— TASK INSTRUCTIONS —
Print the full nanolithography article word for word, with nothing left out or changed.

— EXTRACT PROVIDED —
[BEGIN]

The latest news from academia, regulators
research labs and other things of interest
Posted: September 1, 2010
Nanolithography: One-shot spots
(Nanowerk News) Demand for ever-smaller electronic devices, whether are for information storage, high-definition displays or sensor arrays, is driving demand for nanofabrication techniques that can define ever-smaller features on circuit boards — on scales smaller than micrometers, or even nanometers, in diameter.
Electron beam and X-ray lithography are well-established techniques for nanofabrication, but both have disadvantages, especially in terms of cost and flexibility. On the contrary, optical lithography is generally cheap and adaptable, but it does not allow the fabrication of features smaller than a few hundred nanometers. This limitation can be overcome by applying a technique known as near-field enhanced laser irradiation, whereby the light of optical beams is concentrated in a spatial region much smaller than the wavelength when it scatters on a nanostructure. The degree of improvement is determined by the dimensions of the nanostructures and the distance from its surface.
Fig. 1: Scanning electron microscope image of the fabricated silicon nanobump arrays.

[END]

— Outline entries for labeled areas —
[BEGIN]

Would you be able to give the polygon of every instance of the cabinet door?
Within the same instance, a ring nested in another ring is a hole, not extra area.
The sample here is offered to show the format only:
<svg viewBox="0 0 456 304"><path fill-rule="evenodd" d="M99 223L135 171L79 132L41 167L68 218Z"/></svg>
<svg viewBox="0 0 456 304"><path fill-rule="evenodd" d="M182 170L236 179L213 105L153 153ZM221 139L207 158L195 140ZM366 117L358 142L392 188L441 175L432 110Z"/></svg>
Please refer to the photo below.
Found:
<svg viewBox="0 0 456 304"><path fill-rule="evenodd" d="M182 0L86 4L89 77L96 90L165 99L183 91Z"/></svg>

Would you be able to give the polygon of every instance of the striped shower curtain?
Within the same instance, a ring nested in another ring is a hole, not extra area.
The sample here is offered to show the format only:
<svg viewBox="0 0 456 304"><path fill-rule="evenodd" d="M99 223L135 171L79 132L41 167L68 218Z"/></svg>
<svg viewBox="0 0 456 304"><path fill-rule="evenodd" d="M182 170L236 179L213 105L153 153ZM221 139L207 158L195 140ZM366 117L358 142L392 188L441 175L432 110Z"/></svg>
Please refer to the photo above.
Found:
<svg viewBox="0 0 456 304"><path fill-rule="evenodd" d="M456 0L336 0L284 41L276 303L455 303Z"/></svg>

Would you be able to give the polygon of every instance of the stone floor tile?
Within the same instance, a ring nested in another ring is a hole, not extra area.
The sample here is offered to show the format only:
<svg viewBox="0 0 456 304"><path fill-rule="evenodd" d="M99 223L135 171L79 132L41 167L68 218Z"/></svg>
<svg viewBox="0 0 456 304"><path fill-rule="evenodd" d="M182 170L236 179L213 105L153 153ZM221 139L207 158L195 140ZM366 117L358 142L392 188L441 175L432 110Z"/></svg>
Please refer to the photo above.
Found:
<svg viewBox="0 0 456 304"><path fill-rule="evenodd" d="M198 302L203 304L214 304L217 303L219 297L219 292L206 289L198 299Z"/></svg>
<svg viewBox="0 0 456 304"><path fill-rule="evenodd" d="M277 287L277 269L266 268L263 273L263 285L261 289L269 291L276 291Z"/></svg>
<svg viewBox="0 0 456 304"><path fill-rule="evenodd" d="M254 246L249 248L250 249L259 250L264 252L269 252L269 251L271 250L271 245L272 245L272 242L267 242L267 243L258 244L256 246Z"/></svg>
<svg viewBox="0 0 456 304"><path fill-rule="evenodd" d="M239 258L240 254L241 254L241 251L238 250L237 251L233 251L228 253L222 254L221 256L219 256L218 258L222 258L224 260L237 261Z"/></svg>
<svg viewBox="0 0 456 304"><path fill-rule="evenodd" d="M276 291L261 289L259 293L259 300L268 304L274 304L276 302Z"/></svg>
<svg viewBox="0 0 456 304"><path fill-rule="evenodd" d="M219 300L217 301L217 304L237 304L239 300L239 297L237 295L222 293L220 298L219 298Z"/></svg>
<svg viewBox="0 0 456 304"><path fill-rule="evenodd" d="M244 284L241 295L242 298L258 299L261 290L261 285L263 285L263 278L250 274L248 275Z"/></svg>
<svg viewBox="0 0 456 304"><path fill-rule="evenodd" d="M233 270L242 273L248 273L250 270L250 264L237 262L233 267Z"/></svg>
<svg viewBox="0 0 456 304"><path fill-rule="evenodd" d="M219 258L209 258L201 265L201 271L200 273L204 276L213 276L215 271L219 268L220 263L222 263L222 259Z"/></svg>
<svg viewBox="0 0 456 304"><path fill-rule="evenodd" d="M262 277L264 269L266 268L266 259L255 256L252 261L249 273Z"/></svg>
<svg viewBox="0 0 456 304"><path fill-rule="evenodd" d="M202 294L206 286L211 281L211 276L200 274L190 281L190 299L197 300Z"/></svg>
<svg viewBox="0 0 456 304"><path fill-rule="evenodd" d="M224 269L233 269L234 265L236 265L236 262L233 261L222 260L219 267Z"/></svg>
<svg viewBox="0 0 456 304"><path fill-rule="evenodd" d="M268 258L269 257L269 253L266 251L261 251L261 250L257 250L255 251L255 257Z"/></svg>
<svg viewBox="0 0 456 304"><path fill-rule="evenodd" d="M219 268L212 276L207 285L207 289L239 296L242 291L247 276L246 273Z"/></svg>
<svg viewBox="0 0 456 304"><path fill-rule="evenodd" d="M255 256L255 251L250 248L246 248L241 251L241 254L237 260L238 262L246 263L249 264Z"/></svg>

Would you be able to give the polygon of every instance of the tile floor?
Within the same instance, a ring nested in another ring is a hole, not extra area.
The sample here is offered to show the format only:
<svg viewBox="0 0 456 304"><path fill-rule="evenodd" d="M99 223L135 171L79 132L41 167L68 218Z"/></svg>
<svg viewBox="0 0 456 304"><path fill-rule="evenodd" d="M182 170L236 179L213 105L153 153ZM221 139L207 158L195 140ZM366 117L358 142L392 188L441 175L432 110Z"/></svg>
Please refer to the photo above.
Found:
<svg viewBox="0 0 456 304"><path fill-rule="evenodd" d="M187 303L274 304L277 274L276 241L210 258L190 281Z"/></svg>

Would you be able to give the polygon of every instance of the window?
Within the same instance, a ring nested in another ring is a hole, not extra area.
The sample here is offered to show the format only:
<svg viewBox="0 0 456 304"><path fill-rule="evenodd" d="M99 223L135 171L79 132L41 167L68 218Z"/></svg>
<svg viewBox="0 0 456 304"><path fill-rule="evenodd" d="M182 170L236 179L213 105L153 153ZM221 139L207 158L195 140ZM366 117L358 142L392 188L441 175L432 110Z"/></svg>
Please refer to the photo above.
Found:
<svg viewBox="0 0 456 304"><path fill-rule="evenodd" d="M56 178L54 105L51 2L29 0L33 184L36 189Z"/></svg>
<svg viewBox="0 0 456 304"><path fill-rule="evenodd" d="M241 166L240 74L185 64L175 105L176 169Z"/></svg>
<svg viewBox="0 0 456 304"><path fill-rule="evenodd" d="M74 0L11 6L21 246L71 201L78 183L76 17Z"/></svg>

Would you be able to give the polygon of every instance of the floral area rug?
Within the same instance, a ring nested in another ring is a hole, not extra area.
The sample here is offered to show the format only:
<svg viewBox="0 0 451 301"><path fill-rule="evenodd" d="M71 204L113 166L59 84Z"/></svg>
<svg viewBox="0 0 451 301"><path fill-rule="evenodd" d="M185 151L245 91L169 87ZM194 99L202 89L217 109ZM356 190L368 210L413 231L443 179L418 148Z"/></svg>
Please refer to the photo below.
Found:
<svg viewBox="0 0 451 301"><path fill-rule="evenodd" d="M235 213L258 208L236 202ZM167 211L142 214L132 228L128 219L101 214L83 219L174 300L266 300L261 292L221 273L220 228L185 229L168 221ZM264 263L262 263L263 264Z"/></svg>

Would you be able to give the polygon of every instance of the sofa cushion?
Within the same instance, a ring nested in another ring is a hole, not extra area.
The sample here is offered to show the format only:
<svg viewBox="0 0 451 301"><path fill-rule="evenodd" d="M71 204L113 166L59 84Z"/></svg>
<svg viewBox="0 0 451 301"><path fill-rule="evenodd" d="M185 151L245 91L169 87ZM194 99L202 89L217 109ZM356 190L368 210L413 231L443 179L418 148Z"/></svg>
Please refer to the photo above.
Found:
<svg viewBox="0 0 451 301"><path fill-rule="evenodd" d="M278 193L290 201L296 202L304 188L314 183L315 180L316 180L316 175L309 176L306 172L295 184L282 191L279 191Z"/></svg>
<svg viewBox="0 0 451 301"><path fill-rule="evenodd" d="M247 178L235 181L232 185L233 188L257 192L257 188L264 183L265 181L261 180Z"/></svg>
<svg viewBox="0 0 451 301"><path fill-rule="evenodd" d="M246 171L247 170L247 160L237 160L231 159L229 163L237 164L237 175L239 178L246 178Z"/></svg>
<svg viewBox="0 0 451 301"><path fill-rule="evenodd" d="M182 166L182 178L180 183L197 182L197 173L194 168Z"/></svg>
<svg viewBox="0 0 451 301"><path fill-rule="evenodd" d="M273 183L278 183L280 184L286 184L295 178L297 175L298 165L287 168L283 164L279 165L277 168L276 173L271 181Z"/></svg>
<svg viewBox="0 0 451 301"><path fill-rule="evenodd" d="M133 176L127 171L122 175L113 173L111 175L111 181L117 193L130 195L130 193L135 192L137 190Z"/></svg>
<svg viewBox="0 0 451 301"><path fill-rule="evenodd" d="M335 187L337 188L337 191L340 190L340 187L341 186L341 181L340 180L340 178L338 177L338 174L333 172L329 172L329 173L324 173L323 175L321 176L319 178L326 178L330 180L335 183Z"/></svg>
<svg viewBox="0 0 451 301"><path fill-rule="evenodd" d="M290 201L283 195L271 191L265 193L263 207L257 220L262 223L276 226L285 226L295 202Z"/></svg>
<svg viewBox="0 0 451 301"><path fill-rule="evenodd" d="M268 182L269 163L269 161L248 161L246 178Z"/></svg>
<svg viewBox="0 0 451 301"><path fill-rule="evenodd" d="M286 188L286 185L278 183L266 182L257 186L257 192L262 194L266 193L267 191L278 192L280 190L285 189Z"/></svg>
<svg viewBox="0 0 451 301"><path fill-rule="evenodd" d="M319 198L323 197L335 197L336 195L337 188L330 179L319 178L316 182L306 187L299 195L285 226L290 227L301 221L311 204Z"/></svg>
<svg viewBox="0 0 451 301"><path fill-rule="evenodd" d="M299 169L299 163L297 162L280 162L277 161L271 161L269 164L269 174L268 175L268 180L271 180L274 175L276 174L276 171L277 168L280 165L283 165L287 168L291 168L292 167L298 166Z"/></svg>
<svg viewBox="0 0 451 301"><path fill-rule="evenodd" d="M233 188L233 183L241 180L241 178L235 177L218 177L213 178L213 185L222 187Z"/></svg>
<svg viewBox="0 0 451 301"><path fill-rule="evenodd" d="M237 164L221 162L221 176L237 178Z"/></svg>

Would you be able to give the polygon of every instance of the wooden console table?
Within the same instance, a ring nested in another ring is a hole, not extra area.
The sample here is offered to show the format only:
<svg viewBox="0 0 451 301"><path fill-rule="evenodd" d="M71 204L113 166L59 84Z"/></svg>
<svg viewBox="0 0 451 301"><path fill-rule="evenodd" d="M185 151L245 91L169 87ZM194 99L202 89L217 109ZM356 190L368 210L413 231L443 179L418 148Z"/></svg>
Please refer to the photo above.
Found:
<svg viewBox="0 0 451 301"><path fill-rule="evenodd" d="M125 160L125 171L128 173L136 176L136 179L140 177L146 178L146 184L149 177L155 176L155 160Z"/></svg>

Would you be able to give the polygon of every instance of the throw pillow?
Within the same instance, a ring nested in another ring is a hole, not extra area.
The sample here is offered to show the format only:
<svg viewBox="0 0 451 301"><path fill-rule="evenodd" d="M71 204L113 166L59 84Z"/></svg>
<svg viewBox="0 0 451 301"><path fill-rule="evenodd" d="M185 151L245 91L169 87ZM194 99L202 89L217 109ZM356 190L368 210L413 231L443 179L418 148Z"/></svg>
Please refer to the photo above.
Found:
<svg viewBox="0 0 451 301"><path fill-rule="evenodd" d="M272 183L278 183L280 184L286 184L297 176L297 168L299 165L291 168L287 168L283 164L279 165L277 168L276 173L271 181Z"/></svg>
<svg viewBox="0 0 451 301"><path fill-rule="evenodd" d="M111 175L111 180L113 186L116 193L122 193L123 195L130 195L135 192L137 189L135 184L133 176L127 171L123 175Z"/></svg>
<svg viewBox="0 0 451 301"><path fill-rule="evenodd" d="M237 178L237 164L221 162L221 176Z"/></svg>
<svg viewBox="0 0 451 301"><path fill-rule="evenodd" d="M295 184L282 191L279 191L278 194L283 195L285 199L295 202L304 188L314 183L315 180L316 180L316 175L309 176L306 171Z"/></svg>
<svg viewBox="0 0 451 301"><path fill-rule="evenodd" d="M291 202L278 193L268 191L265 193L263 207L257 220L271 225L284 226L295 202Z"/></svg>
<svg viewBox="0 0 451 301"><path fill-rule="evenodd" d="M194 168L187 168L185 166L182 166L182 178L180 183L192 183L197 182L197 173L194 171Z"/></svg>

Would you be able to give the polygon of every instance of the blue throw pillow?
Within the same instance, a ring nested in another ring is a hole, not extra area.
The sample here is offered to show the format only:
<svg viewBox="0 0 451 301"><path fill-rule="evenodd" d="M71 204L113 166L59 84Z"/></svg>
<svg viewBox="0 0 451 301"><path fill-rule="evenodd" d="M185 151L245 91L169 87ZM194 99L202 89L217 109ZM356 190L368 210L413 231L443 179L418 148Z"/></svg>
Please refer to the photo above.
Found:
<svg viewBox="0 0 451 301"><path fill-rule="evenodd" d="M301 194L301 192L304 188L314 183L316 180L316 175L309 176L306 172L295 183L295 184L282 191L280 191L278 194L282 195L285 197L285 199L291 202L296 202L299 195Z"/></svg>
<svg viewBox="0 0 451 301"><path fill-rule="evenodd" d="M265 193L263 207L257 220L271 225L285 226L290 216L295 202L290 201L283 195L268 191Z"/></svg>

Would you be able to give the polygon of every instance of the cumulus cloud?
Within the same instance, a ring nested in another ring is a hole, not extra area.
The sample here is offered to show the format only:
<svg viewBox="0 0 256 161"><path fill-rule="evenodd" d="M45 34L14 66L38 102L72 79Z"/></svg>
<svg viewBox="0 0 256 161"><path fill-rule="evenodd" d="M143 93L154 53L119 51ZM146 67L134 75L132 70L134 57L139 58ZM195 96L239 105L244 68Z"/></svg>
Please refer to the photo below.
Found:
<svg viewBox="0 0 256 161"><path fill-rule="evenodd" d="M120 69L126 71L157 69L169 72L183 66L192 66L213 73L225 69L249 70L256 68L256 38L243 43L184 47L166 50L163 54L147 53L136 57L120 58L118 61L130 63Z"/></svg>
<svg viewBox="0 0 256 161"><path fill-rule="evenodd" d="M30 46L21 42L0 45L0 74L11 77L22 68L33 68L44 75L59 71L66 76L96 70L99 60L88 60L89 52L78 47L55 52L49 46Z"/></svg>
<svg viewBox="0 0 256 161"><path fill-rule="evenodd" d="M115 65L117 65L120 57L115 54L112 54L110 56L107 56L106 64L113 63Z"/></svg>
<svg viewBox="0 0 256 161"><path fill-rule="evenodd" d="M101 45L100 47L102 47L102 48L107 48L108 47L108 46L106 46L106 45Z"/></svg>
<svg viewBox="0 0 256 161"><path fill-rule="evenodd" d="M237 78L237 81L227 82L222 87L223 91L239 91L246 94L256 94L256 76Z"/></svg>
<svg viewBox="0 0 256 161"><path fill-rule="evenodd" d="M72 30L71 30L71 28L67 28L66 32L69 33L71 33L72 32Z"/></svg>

[END]

— EXERCISE RESPONSE —
The latest news from academia, regulators
research labs and other things of interest
Posted: September 1, 2010
Nanolithography: One-shot spots
(Nanowerk News) Demand for ever-smaller electronic devices, whether are for information storage, high-definition displays or sensor arrays, is driving demand for nanofabrication techniques that can define ever-smaller features on circuit boards — on scales smaller than micrometers, or even nanometers, in diameter.
Electron beam and X-ray lithography are well-established techniques for nanofabrication, but both have disadvantages, especially in terms of cost and flexibility. On the contrary, optical lithography is generally cheap and adaptable, but it does not allow the fabrication of features smaller than a few hundred nanometers. This limitation can be overcome by applying a technique known as near-field enhanced laser irradiation, whereby the light of optical beams is concentrated in a spatial region much smaller than the wavelength when it scatters on a nanostructure. The degree of improvement is determined by the dimensions of the nanostructures and the distance from its surface.
Fig. 1: Scanning electron microscope image of the fabricated silicon nanobump arrays.